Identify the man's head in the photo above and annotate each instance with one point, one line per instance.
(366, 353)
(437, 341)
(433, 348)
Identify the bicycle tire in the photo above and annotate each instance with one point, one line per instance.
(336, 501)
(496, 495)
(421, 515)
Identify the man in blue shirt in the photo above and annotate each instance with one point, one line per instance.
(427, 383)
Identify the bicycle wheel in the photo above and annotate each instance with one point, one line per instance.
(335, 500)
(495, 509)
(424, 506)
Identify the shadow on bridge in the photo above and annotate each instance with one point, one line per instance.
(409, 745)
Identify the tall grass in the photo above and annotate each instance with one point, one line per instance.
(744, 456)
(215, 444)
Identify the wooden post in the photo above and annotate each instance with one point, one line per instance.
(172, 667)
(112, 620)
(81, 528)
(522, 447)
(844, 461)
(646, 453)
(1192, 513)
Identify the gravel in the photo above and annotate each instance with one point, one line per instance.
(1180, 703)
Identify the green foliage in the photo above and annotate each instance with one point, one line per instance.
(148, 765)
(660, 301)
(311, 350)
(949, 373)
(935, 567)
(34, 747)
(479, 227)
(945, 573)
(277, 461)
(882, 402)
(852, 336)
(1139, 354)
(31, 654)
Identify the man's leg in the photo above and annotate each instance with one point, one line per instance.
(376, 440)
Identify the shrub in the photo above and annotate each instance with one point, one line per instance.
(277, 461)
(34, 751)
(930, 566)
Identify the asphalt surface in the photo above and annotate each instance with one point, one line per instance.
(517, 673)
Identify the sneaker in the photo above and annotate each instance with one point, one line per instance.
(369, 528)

# # #

◆ Problem to solve ◆
Output the line holding "Identify the shadow", then every later line through the end of the records above, exactly as given and nothing else.

◆ Solution to the problem ◆
Identify the shadow on bridge in the photo above and annotate each instance with one point, one line per instance.
(409, 745)
Identify the tall grass in the photo above and annotate each instance with one point, one line per instance.
(744, 456)
(215, 444)
Identify the wooden post in the photo above and annotate each instance with one point, one line per instance.
(172, 667)
(112, 620)
(81, 528)
(522, 447)
(844, 461)
(646, 453)
(1192, 513)
Identify the gravel in the photo above and annotate each instance with one point, one line per instance.
(1180, 703)
Identify the green foliage in the photo above and annotate each instance with one point, one line per instance.
(148, 765)
(660, 301)
(311, 350)
(949, 373)
(935, 567)
(34, 747)
(479, 227)
(945, 573)
(277, 461)
(882, 402)
(852, 336)
(1139, 354)
(31, 654)
Identify the man's leg in the photo above and annotate each instance with one point, one line per instance.
(376, 440)
Identify the shrub in the photo above and annotate each instance with one point, one line per instance.
(277, 461)
(34, 751)
(930, 566)
Identify the asphalt surface in the photo above and annotate each instance with one point, one line per instance.
(517, 673)
Identify the sneaker in the photo above and annotate each instance with one point, one line per instance.
(369, 528)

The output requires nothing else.